**Prompt:** Could you reproduce the entries below, changing every "marker" to "pin" and leaving everything else untouched?

**Entries from a collection:**
▬▬▬

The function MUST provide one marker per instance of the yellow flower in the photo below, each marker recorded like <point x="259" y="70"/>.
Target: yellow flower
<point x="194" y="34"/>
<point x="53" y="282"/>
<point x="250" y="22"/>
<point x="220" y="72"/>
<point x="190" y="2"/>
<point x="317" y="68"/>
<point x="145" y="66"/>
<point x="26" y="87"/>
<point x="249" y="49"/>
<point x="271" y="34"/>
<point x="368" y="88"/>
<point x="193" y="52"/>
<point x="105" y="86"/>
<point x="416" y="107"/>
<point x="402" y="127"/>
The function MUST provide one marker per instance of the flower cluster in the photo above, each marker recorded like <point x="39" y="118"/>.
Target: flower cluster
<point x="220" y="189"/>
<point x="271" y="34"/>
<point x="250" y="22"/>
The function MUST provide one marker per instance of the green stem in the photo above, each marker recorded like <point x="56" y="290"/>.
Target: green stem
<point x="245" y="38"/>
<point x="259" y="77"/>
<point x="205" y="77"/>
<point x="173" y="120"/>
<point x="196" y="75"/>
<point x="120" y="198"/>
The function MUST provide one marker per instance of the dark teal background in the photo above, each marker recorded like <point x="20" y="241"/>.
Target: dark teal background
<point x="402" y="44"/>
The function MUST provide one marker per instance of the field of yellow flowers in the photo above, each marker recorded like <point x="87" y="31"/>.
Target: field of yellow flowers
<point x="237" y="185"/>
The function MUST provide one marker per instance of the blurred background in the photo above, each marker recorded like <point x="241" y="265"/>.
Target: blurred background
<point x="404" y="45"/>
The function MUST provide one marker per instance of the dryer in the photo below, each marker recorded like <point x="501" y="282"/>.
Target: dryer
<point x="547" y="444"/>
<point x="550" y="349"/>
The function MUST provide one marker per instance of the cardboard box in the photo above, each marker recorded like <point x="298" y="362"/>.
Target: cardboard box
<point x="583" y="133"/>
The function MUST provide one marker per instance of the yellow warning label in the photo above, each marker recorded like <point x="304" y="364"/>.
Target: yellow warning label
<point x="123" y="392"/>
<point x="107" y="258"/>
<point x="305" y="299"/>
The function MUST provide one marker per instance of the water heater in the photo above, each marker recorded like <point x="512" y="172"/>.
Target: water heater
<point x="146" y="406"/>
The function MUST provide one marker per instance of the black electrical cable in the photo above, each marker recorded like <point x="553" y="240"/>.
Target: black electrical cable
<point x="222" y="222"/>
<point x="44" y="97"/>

▬▬▬

**Worked solution:**
The function MUST provide one pin per instance of the yellow flower in the photo below, each pin recorded like <point x="259" y="70"/>.
Target: yellow flower
<point x="194" y="34"/>
<point x="53" y="282"/>
<point x="250" y="22"/>
<point x="220" y="72"/>
<point x="190" y="2"/>
<point x="317" y="68"/>
<point x="145" y="66"/>
<point x="26" y="87"/>
<point x="249" y="49"/>
<point x="271" y="34"/>
<point x="368" y="88"/>
<point x="193" y="52"/>
<point x="105" y="86"/>
<point x="416" y="107"/>
<point x="402" y="127"/>
The function MUST provide one pin per instance of the flower cluster in the photo above, each pin recorded like <point x="39" y="118"/>.
Target: flower cluster
<point x="220" y="189"/>
<point x="271" y="34"/>
<point x="250" y="22"/>
The function MUST provide one pin per instance of the green stem in the photo above, each pin recorded like <point x="56" y="290"/>.
Target: green stem
<point x="245" y="38"/>
<point x="259" y="77"/>
<point x="205" y="77"/>
<point x="173" y="120"/>
<point x="196" y="75"/>
<point x="120" y="198"/>
The function MUST provide one pin per instance of the dark teal background in the photo above, each pin recorded like <point x="20" y="241"/>.
Target: dark teal background
<point x="402" y="44"/>
The function MUST provide one pin per instance of the field of yellow flowers in the photo above, each pin recorded like <point x="87" y="31"/>.
Target: field of yellow flowers
<point x="237" y="185"/>
The function MUST provide one pin per instance of the blurred background in the photo above, each pin recorded like <point x="241" y="265"/>.
Target: blurred background
<point x="404" y="45"/>
The function MUST provide one pin per instance of the dryer in the photo below, each pin recorded like <point x="501" y="282"/>.
Target: dryer
<point x="547" y="444"/>
<point x="550" y="349"/>
The function MUST provide one pin per instance of the cardboard box in the photo above, each pin recorded like <point x="298" y="362"/>.
Target: cardboard box
<point x="583" y="133"/>
The function MUST provide one pin per instance of the yellow warning label in the photo above, each pin recorded like <point x="304" y="364"/>.
Target: yellow warning label
<point x="123" y="392"/>
<point x="107" y="258"/>
<point x="305" y="299"/>
The function MUST provide one pin per instance of the water heater in the photo above, each pin recorded like <point x="512" y="172"/>.
Target: water heater
<point x="146" y="406"/>
The function MUST provide one pin per instance of the black electrical cable in the photo above, each pin recorded like <point x="553" y="240"/>.
Target: black electrical cable
<point x="222" y="222"/>
<point x="44" y="97"/>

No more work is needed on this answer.